In the data, starting with the line containing "Look at this image and find the low" and going on through the line containing "0,529 -> 356,566", raise every bounding box coordinate in the answers by 83. Rewrite only those lines, requests included, and leave the requests and their sample coordinates unchanged.
[Start Records for the task]
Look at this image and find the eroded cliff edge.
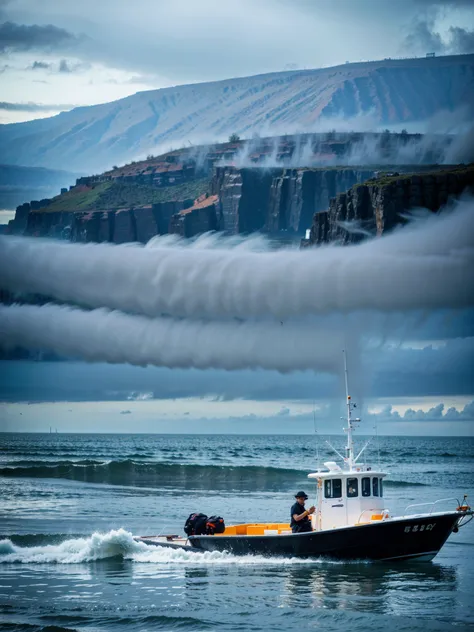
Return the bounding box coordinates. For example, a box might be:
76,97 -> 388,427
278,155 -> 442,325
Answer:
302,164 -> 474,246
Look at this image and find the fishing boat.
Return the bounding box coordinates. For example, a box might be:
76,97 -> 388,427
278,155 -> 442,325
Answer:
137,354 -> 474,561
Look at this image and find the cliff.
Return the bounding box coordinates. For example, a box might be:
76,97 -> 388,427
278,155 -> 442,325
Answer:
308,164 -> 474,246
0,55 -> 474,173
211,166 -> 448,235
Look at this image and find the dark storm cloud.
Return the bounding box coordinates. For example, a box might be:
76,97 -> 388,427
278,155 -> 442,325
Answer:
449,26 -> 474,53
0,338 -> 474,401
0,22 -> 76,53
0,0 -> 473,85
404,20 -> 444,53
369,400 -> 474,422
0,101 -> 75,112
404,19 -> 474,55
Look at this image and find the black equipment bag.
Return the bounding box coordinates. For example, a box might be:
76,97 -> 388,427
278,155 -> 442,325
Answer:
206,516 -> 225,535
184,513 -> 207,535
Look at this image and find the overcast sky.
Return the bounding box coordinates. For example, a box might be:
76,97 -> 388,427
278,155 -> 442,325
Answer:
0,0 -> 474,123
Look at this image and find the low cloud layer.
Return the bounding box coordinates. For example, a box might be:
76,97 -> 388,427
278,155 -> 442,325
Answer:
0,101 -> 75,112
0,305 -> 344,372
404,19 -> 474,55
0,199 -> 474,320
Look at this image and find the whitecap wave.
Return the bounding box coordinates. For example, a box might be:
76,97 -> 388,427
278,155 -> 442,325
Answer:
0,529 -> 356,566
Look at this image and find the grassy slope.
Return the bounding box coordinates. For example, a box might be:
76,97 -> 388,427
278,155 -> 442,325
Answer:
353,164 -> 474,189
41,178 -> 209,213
[End Records for the task]
Exercise answer:
Look at this image and find the low cloud layer.
Return the bounding box coordinates. For example, a box might be:
76,97 -> 388,427
278,155 -> 442,325
Answer:
83,184 -> 158,195
83,388 -> 427,455
487,102 -> 557,138
83,282 -> 557,403
Look at this image and find the whitecap wave.
Return the bounding box coordinates. For example, a box might be:
76,97 -> 388,427
278,155 -> 442,325
Answer:
83,612 -> 439,649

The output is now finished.